*** RECORD EXCERPTS ***
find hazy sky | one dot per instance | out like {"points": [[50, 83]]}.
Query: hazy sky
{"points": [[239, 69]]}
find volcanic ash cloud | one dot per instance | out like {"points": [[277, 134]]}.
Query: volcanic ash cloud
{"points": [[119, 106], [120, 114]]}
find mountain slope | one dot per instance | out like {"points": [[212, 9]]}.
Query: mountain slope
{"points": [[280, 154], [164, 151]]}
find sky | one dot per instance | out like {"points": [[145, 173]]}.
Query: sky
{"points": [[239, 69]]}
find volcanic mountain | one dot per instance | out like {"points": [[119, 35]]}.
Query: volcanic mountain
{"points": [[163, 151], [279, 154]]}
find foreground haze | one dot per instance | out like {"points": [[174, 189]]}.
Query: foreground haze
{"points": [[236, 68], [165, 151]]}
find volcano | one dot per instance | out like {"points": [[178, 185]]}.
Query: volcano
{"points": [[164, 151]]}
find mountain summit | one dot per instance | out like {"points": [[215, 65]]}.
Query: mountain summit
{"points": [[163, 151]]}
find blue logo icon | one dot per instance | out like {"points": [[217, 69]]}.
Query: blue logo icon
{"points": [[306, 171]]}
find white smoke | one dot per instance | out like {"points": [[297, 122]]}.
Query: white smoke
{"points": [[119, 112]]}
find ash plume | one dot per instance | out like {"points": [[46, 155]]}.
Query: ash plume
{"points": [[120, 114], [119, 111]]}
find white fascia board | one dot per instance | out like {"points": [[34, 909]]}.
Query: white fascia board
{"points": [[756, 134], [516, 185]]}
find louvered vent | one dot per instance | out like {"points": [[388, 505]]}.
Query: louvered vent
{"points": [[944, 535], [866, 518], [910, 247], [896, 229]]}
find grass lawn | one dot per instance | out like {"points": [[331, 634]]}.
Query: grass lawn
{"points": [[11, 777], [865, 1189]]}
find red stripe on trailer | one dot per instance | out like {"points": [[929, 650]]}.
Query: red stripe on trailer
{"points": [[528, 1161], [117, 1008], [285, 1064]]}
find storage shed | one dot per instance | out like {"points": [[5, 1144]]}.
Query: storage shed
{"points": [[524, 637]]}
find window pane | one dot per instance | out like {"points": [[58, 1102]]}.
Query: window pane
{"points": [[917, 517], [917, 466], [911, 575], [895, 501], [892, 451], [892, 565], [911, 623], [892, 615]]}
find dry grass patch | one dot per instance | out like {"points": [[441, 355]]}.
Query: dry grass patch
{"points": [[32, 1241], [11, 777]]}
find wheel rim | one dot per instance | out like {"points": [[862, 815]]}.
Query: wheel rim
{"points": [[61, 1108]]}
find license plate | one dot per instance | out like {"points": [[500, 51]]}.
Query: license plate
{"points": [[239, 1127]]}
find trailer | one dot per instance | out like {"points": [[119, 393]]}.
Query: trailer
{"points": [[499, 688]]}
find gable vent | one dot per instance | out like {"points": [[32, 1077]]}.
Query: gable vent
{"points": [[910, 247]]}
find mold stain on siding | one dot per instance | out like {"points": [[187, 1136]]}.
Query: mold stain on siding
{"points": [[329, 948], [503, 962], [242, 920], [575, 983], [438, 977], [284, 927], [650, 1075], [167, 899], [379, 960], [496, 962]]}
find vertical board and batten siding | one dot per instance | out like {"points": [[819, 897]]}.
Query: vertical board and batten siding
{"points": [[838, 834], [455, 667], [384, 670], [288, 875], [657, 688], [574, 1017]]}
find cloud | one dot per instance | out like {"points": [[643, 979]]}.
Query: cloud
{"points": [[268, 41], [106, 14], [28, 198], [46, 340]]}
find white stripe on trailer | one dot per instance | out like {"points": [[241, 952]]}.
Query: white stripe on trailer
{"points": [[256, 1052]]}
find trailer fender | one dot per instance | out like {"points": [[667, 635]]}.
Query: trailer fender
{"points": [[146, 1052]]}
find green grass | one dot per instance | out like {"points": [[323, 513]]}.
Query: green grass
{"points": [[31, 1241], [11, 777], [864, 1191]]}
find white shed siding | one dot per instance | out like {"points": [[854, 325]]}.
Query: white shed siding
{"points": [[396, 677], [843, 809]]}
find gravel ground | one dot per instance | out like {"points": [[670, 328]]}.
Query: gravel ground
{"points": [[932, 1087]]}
***
Rewrite the items from the line with "find white shed" through the end of the items, changing "siding" to "paneling" and leaving everything else as it is.

TASK ANSWER:
find white shed paneling | one dot per instance | out like {"points": [[854, 325]]}.
Query: white shed paneling
{"points": [[396, 677], [843, 809]]}
find gravel ground | one dot per instance | out like {"points": [[670, 328]]}.
Query: gravel ground
{"points": [[932, 1087]]}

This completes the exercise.